> [EXTRACT]
-*-

On Mon, Nov 14, 2016 at 2:35 AM, Alvaro Herrera <alvherre@2ndquadrant.com>
wrote:

Magnus Hagander wrote:

But then consider the same table. Except rows are typically updated once

or

twice when they are new, and *then* go read only. And we also have a
process that at some point deletes *some* old rows (but not all - in

fact,

only a small portion).

In this case, the next INSERT once VACUUM has run is likely to stick a
"new" row somewhere very "far back" in the table, since there is now free
space there. This more or less completely ruins the BRIN index usability,
as the "old" blocks will now contain a single row from a "new" series.

Yeah. When we initially discussed BRIN, there was a mention of allowing
a BRIN index to guide new tuple location -- something like
auto-clustering, if you will. We haven't discussed the exact details
but I think something along those lines is worth considering.

What I'm talking about is something that would be a lot simpler than
auto-clustering. I'm not even talking about trying to detect if the row was
about to go into the right place -- this might be expensive and certainly
more complicated. I'm only talking about a simple case where we *never* put
anything anywhere other than at the end of the table, period. That should
make the check both cheap and simple.

--
Magnus Hagander
Me: http://www.hagander.net/
Work: http://www.redpill-linpro.com/

#5Tom Lane
tgl@sss.pgh.pa.us
In reply to: Magnus Hagander (#4)

-*-

> [EXTRACTED INFORMATION]
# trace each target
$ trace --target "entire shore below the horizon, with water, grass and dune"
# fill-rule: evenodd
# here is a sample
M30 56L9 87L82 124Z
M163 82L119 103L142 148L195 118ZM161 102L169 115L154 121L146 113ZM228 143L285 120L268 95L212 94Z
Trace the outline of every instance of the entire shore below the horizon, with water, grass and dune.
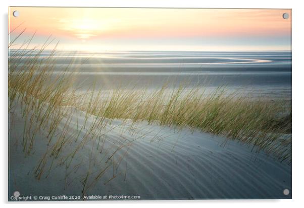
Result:
M10 195L291 198L289 52L12 50L10 67Z

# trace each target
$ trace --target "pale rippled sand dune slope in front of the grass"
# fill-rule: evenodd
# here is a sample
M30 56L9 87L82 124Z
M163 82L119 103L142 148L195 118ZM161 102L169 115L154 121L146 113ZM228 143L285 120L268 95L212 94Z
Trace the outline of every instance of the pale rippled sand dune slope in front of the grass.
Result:
M30 155L22 151L24 119L20 106L11 113L9 194L18 190L21 196L291 198L291 193L283 194L284 189L291 190L291 166L263 151L252 151L252 146L208 133L148 125L145 121L134 125L128 120L111 123L109 120L101 130L102 138L88 137L86 132L96 118L89 116L86 128L81 129L86 113L69 107L66 112L70 117L61 121L49 145L46 130L36 134ZM57 158L47 156L38 180L37 164L60 139L61 131L67 131L69 139ZM79 133L77 141L75 132ZM82 147L70 157L80 144ZM98 175L101 177L96 179ZM86 185L83 185L85 179Z

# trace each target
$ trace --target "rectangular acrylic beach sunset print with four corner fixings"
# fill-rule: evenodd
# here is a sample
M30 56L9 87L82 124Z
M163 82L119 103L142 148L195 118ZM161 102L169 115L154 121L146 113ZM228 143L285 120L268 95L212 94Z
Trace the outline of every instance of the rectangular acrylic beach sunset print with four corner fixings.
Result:
M291 198L291 10L9 8L9 200Z

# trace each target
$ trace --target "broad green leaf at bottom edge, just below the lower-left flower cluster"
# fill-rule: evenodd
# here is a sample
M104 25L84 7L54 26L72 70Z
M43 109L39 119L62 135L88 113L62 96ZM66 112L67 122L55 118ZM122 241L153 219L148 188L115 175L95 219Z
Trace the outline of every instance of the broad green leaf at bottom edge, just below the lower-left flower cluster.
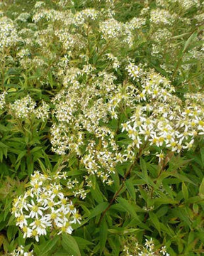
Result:
M62 233L62 247L69 253L69 255L81 256L79 246L72 235Z

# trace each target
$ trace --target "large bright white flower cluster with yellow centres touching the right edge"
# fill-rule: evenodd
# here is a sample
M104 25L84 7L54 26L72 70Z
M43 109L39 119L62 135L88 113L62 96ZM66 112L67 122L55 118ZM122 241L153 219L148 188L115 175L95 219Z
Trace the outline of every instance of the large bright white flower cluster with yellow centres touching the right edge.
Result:
M138 68L132 64L130 67L130 77L138 79ZM141 71L140 74L141 90L135 95L132 93L132 101L138 102L138 105L135 105L130 120L122 124L122 131L128 133L138 148L143 141L148 141L150 145L166 147L178 153L191 149L197 134L203 134L203 105L193 103L197 95L186 95L188 100L183 105L172 94L174 87L166 78L154 71L146 74ZM159 155L160 159L162 157L163 154Z

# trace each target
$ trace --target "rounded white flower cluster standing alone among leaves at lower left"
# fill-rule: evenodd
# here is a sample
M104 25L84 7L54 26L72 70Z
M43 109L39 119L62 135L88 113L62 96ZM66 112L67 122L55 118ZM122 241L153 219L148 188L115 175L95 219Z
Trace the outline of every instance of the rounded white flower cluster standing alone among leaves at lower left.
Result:
M38 242L40 235L52 230L57 234L71 234L72 224L80 223L81 215L63 193L61 182L66 178L65 173L47 176L35 171L30 188L13 201L12 213L16 225L23 231L23 238L35 238Z

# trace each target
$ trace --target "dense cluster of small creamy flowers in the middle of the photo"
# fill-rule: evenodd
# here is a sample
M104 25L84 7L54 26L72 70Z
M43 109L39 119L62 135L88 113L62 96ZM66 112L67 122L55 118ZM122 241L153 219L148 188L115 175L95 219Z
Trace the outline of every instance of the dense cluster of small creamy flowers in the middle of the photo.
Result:
M81 74L83 70L77 73ZM57 154L71 151L79 155L90 176L97 175L111 185L111 174L116 164L126 159L118 151L115 133L100 124L101 120L108 122L111 103L107 104L103 97L109 95L113 98L115 95L115 77L113 74L98 73L90 85L80 84L76 79L77 75L72 72L72 79L70 77L66 82L67 88L53 99L57 124L53 124L51 129L52 149ZM87 133L90 134L88 141Z

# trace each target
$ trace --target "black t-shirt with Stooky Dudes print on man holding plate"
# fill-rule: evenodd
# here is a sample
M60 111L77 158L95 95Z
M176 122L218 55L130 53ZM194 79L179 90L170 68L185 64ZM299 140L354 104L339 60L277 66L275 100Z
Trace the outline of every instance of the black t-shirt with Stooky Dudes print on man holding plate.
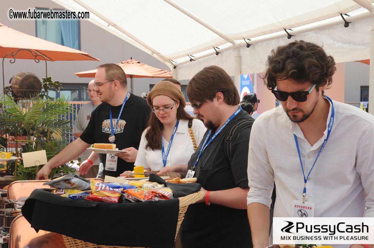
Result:
M111 135L109 107L110 105L108 103L101 103L95 111L92 112L90 122L80 136L80 139L89 144L110 143L108 140L109 135ZM113 128L117 123L121 107L122 104L119 106L111 106ZM130 95L123 107L117 130L114 133L116 137L114 141L116 148L119 150L129 147L139 149L141 134L147 127L150 111L147 101L134 94ZM99 154L99 157L104 164L104 176L117 177L123 173L123 171L134 169L134 163L129 163L122 158L118 158L116 171L105 170L106 154Z

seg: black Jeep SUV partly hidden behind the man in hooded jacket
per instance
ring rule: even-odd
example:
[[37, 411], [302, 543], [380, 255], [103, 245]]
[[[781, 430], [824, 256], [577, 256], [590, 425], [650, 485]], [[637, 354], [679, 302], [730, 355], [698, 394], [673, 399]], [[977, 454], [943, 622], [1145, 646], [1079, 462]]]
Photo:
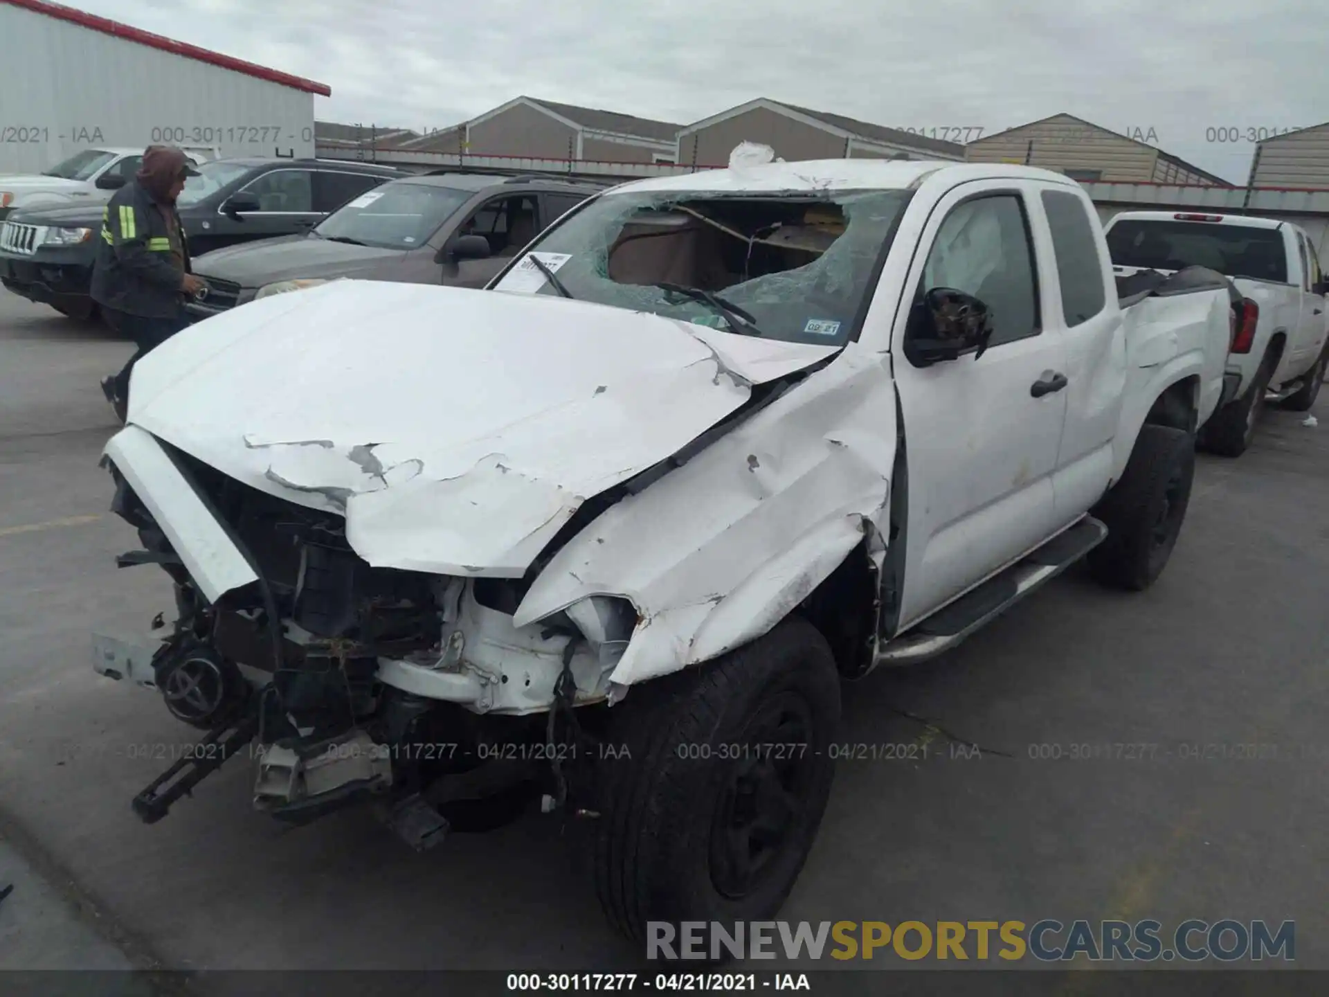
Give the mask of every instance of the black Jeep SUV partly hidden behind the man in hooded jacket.
[[[365, 190], [407, 175], [371, 164], [283, 158], [214, 160], [198, 170], [177, 202], [191, 255], [308, 231]], [[89, 318], [104, 210], [97, 203], [15, 211], [0, 227], [0, 283], [65, 315]]]

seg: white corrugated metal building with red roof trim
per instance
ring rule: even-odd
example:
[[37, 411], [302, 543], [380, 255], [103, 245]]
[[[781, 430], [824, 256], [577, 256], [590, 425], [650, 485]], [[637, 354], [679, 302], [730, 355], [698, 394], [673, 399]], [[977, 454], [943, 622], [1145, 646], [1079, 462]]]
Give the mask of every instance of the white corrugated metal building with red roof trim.
[[314, 156], [328, 86], [47, 0], [0, 0], [0, 173], [161, 142]]

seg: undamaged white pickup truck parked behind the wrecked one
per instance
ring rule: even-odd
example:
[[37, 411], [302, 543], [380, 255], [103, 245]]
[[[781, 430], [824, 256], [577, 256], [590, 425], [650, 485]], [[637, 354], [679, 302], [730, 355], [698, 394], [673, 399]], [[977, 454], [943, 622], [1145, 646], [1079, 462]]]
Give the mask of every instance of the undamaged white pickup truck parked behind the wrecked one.
[[1329, 363], [1329, 284], [1302, 229], [1245, 215], [1123, 211], [1106, 235], [1119, 277], [1203, 266], [1229, 277], [1244, 298], [1228, 388], [1200, 436], [1205, 449], [1244, 453], [1267, 399], [1297, 412], [1314, 404]]

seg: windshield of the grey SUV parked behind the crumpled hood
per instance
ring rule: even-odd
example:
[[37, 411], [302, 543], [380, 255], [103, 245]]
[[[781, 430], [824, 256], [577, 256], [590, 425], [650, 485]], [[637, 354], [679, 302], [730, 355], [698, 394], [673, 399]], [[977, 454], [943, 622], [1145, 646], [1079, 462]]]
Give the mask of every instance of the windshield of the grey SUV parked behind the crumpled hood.
[[314, 229], [324, 239], [408, 250], [423, 246], [474, 191], [433, 183], [387, 183], [360, 194]]

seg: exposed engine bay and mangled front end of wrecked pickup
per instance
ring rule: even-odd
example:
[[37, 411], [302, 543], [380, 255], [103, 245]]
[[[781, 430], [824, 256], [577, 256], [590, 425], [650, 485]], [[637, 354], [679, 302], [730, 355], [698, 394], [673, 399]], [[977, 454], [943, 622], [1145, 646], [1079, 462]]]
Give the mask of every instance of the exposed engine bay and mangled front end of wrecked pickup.
[[[601, 679], [635, 623], [627, 604], [602, 601], [603, 617], [582, 619], [602, 634], [594, 646], [566, 617], [521, 634], [512, 613], [522, 580], [372, 568], [338, 516], [173, 457], [259, 582], [210, 602], [112, 464], [112, 508], [144, 544], [118, 564], [165, 569], [177, 618], [154, 621], [150, 661], [104, 643], [98, 670], [129, 673], [159, 690], [177, 719], [207, 731], [136, 798], [145, 822], [255, 738], [254, 804], [290, 823], [373, 800], [409, 844], [427, 848], [452, 826], [485, 830], [516, 816], [534, 796], [566, 804], [573, 770], [597, 747], [595, 711], [573, 707], [603, 699]], [[541, 658], [552, 667], [534, 667]]]

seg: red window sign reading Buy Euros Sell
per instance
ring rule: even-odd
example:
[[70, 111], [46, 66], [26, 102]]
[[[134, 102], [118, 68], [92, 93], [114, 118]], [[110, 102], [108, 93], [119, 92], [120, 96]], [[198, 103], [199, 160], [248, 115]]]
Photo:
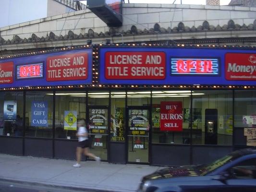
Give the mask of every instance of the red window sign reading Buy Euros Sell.
[[182, 101], [162, 101], [160, 104], [160, 131], [183, 131]]

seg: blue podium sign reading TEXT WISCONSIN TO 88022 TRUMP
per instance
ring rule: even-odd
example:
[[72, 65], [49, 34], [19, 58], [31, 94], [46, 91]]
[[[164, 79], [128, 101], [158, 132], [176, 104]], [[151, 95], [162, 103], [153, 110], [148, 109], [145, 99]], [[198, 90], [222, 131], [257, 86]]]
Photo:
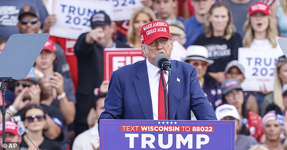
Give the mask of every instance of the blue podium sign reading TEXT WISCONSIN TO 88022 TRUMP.
[[234, 150], [234, 121], [100, 120], [99, 150]]

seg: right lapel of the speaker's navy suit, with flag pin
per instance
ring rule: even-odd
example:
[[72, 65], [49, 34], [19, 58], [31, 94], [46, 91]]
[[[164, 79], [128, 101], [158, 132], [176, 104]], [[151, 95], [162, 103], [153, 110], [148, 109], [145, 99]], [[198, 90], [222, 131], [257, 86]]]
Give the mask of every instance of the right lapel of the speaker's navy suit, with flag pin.
[[180, 81], [179, 71], [171, 61], [171, 75], [168, 81], [168, 116], [170, 120], [175, 119], [181, 82], [182, 81]]

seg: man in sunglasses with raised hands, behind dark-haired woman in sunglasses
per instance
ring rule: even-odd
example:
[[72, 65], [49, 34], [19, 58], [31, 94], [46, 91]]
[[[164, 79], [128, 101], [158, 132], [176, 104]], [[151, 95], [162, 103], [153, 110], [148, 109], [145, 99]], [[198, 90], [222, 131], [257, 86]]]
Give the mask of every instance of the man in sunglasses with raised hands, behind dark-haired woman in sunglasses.
[[[19, 123], [21, 122], [20, 114], [23, 108], [29, 104], [40, 105], [41, 90], [39, 84], [43, 76], [44, 74], [40, 70], [32, 67], [23, 80], [15, 81], [14, 94], [16, 97], [7, 108], [9, 113], [6, 113], [6, 120], [15, 120], [19, 125], [23, 125]], [[48, 114], [46, 115], [48, 128], [45, 130], [44, 136], [50, 140], [54, 140], [61, 134], [62, 115], [58, 109], [48, 106], [43, 107]], [[11, 119], [10, 116], [13, 116], [13, 119]], [[2, 115], [0, 115], [0, 121], [2, 121], [1, 117]], [[60, 122], [60, 124], [57, 124], [58, 122]], [[21, 128], [24, 129], [23, 126]]]

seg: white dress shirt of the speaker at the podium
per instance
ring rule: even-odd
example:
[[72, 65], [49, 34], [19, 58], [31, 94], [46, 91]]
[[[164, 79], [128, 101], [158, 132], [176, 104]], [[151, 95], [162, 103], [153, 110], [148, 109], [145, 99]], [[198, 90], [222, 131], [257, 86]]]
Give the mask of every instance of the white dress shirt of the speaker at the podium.
[[[158, 120], [158, 83], [159, 83], [159, 68], [154, 66], [146, 59], [146, 68], [147, 68], [147, 75], [148, 75], [148, 82], [149, 82], [149, 89], [150, 89], [150, 96], [151, 96], [151, 103], [152, 103], [152, 112], [153, 112], [153, 120]], [[164, 73], [165, 84], [167, 83], [168, 79], [168, 72], [165, 71]], [[168, 85], [166, 87], [168, 91]], [[167, 96], [168, 97], [168, 96]]]

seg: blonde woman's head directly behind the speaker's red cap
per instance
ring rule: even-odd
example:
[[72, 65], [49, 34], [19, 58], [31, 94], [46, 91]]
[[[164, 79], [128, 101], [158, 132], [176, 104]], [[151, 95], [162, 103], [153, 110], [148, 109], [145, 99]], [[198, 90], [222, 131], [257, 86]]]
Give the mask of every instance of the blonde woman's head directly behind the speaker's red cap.
[[140, 29], [147, 22], [155, 20], [155, 14], [148, 7], [137, 8], [131, 15], [127, 30], [127, 42], [130, 47], [140, 47]]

-*-

> [WHAT YOU WILL DO]
a. In the BRIN discussion, where is the simple case said to always put new data?
b. Rewrite the BRIN discussion from "What I'm talking" to "cheap and simple.", replacing "cheap" with "fast".
Use only the BRIN discussion, not the material.

> [SOLUTIONS TO THE TASKS]
a. Only at the end of the table, never anywhere else.

b.
What I'm talking about is something that would be a lot simpler than
auto-clustering. I'm not even talking about trying to detect if the row was
about to go into the right place -- this might be expensive and certainly
more complicated. I'm only talking about a simple case where we *never* put
anything anywhere other than at the end of the table, period. That should
make the check both fast and simple.